▶ EXTRACTED ENTRIES
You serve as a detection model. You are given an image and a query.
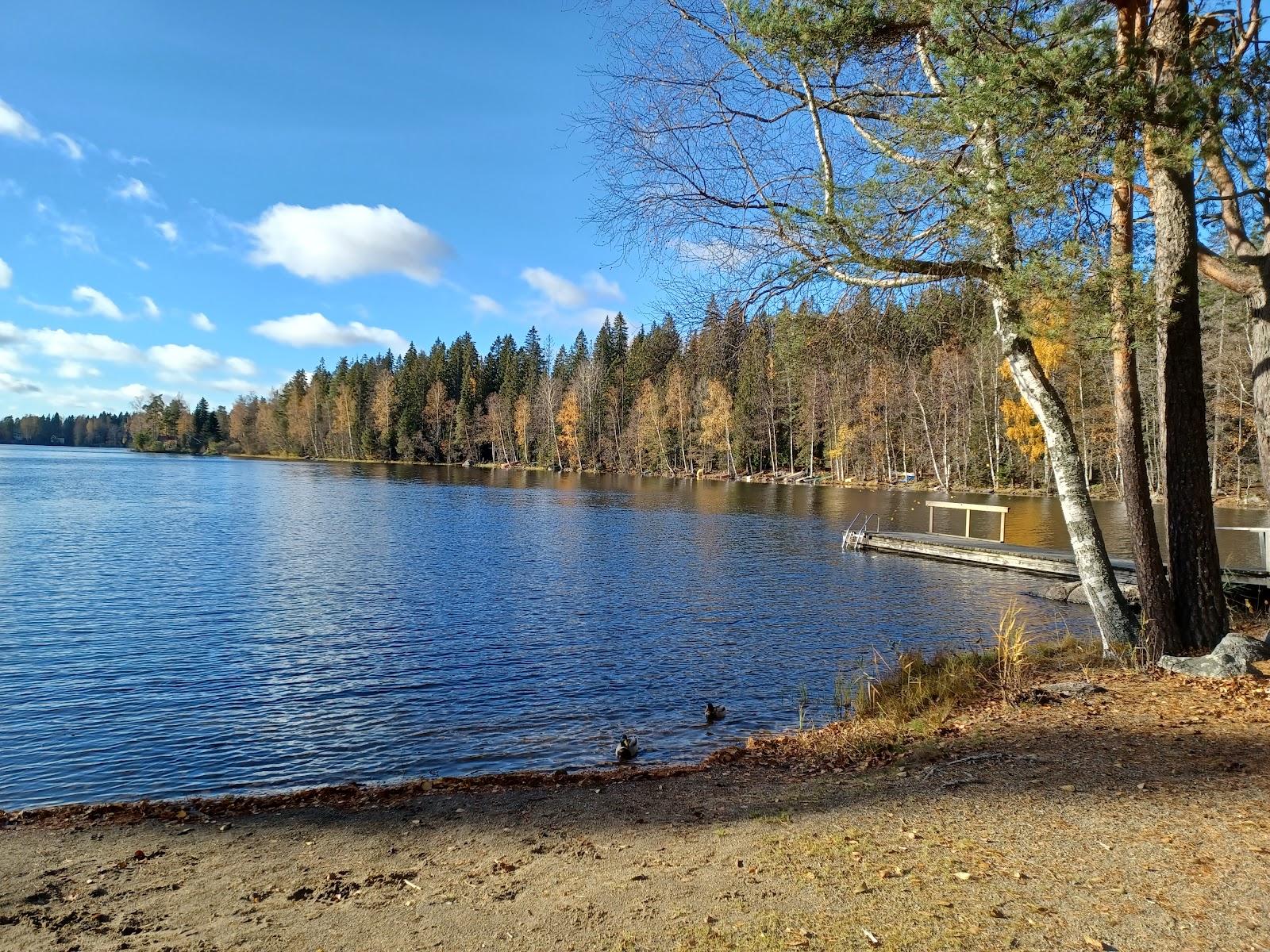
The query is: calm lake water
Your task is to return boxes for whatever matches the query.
[0,447,1264,808]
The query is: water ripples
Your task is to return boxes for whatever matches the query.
[0,447,1249,808]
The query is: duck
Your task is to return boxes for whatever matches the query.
[616,734,639,763]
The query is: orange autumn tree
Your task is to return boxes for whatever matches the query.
[997,298,1071,463]
[556,389,582,470]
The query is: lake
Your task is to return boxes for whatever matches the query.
[0,447,1262,808]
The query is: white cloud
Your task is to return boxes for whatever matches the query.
[48,132,84,163]
[106,148,150,165]
[246,203,451,284]
[23,324,141,363]
[471,294,503,313]
[146,344,224,381]
[576,307,618,328]
[57,360,102,379]
[0,99,40,142]
[521,268,587,307]
[34,199,99,255]
[71,284,125,321]
[225,357,256,377]
[252,313,409,351]
[17,294,83,317]
[56,221,100,255]
[146,344,256,382]
[207,377,260,396]
[582,271,622,301]
[27,383,152,413]
[110,179,159,205]
[0,372,40,393]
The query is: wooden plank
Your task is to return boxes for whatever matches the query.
[861,532,1270,586]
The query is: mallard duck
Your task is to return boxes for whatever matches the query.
[616,734,639,763]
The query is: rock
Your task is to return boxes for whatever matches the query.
[1027,582,1080,601]
[1158,632,1270,678]
[1211,631,1270,662]
[1024,681,1106,704]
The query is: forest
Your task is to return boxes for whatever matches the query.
[129,287,1260,495]
[20,0,1270,658]
[0,413,129,447]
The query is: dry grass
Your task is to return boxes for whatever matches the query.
[749,619,1119,770]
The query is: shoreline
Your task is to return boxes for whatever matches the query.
[161,447,1270,510]
[0,745,745,830]
[0,658,1270,952]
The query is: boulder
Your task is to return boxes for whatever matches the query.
[1027,582,1081,601]
[1158,632,1270,678]
[1025,681,1106,704]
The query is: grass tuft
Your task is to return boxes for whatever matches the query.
[748,605,1106,768]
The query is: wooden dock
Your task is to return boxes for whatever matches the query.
[859,532,1270,586]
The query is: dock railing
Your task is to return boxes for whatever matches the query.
[926,499,1010,542]
[1217,525,1270,571]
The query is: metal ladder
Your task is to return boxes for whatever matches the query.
[842,512,881,552]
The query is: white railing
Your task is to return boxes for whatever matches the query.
[1217,525,1270,570]
[926,499,1010,542]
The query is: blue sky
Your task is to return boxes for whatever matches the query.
[0,0,656,415]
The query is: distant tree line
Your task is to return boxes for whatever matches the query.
[117,287,1259,493]
[0,413,129,447]
[129,393,233,453]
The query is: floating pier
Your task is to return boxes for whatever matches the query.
[842,500,1270,586]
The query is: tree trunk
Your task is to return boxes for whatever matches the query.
[1145,0,1227,649]
[992,294,1138,651]
[1110,2,1181,662]
[1247,279,1270,491]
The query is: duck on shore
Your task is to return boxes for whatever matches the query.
[616,734,639,764]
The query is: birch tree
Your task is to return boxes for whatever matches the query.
[593,0,1137,643]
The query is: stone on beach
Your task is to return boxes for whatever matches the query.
[1158,631,1270,678]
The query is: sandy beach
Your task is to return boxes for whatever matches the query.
[0,671,1270,952]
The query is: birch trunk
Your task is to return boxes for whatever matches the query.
[992,299,1137,651]
[1247,279,1270,489]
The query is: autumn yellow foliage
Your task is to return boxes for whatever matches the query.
[999,298,1071,463]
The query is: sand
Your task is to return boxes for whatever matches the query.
[0,671,1270,952]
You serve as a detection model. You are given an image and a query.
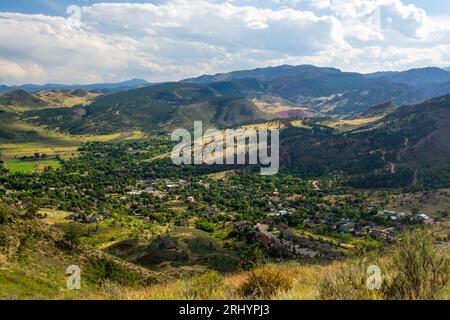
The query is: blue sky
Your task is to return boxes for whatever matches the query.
[0,0,450,15]
[0,0,450,84]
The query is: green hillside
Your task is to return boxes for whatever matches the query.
[281,96,450,188]
[24,83,268,134]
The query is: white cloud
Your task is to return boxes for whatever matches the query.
[0,0,450,84]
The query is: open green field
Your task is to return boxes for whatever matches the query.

▶ YOUR INSTRUCTIONS
Can you give the lines from the very first one through the line containing "[0,447,1249,808]", inclusive, as a two-column CSV with columns named text and answer, one row per text-and-answer pair, each value in a single quoted field with line breaks turned into spaces and the pictures left out?

▶ ANSWER TO THIS EXERCISE
text,answer
"You serve as a detection model. You are given an image and a query. The query is: calm lake water Your task is to return boxes for whatever matches the query.","[0,447,1264,808]"
"The query is: water ripples Your task is to return boxes for whatever matches the query.","[0,447,1249,808]"